AIM OF THE TASK: Please reproduce the entire listing, character for character.

AVAILABLE RECORDS:
((

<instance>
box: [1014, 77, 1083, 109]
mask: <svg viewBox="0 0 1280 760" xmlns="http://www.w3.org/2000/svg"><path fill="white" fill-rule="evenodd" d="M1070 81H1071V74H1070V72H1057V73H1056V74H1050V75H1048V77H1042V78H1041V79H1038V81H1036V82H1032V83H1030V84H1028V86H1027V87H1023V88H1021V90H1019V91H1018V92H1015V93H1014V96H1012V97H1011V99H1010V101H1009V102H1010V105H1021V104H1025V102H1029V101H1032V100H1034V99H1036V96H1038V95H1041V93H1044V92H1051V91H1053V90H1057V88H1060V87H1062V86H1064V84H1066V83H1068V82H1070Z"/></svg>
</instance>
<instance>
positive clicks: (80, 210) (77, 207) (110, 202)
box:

))

COMPLETED TASK:
<instance>
box: [1014, 77, 1083, 109]
mask: <svg viewBox="0 0 1280 760" xmlns="http://www.w3.org/2000/svg"><path fill="white" fill-rule="evenodd" d="M1070 81H1071V74H1070V72H1057V73H1056V74H1050V75H1048V77H1042V78H1041V79H1038V81H1036V82H1032V83H1030V84H1028V86H1027V87H1023V88H1021V90H1019V91H1018V92H1015V93H1014V96H1012V97H1011V99H1010V101H1009V102H1010V105H1021V104H1025V102H1029V101H1032V100H1034V99H1036V96H1038V95H1041V93H1044V92H1051V91H1053V90H1057V88H1060V87H1062V86H1064V84H1066V83H1068V82H1070Z"/></svg>
</instance>
<instance>
positive clicks: (80, 210) (77, 207) (110, 202)
box:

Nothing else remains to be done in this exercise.